··· Selected excerpt ···

We’re running out of sorts.

One thing that came up this week was “dead metaphors”. Frankie mentioned it in passing after a brief discussion of this nice video of letterpressing:


As marvellous as the video and the practice is, what cropped up was the amount of terms that have become part of daily language, but whose meaning is lost. We know what “out of sorts” means to us now. We no longer think that we have run out of characters for typesetting, just that we’re a bit under the weather. It’s a dead metaphor.

This is a slight theme to some mild angst I have been having recently. I feel that culture is running out of sorts and existing on dead metaphors. We use things without knowing why, or particularly seeking to find out why. The sense of history is being eroded by the ‘everything-all the time’ nature of current media. People aren’t engaging with the past because they are too busy trying to keep up with the now. We are consuming and recycling culture faster than we can possibly create new culture. There feels that there is a race to reach the end of culture — who will be first to create the last piece of new culture?

··· Data excerpts ···

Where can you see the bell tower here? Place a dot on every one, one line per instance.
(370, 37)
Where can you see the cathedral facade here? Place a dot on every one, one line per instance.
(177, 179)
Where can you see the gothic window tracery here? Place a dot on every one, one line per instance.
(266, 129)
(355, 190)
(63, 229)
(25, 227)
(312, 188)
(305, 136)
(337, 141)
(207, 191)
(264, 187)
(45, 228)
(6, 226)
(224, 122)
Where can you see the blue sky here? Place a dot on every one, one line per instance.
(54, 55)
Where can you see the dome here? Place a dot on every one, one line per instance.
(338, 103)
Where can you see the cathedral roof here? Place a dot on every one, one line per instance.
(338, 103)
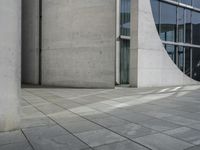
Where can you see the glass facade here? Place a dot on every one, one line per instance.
(125, 17)
(178, 25)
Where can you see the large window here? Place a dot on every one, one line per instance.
(180, 23)
(179, 26)
(188, 26)
(168, 22)
(196, 63)
(125, 17)
(196, 28)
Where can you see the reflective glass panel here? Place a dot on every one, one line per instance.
(125, 17)
(196, 28)
(196, 3)
(155, 9)
(171, 50)
(168, 22)
(196, 64)
(188, 26)
(180, 22)
(187, 61)
(181, 58)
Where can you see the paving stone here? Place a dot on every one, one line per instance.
(110, 121)
(35, 122)
(162, 142)
(53, 138)
(16, 146)
(49, 108)
(180, 120)
(132, 131)
(195, 126)
(99, 137)
(158, 124)
(11, 137)
(186, 134)
(126, 145)
(80, 126)
(135, 117)
(194, 148)
(30, 112)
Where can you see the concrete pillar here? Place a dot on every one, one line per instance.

···

Given request 1: In the post on dead metaphors, what practice is shown in the video that led to the discussion?
Given request 2: Reproduce the passage of the post on dead metaphors starting at "As marvellous as" and ending at "a dead metaphor.".
Given request 3: Summarize the post on dead metaphors in two sentences.

Correct output 1: Letterpressing.

Correct output 2:
As marvellous as the video and the practice is, what cropped up was the amount of terms that have become part of daily language, but whose meaning is lost. We know what “out of sorts” means to us now. We no longer think that we have run out of characters for typesetting, just that we’re a bit under the weather. It’s a dead metaphor.

Correct output 3: A discussion of a letterpressing video raised the idea of dead metaphors: terms like "out of sorts" that remain in daily language though their original meaning, running out of characters for typesetting, has been lost. The writer worries that culture is likewise running out of sorts, as the "everything-all the time" nature of current media erodes the sense of history and culture is consumed and recycled faster than new culture can be created.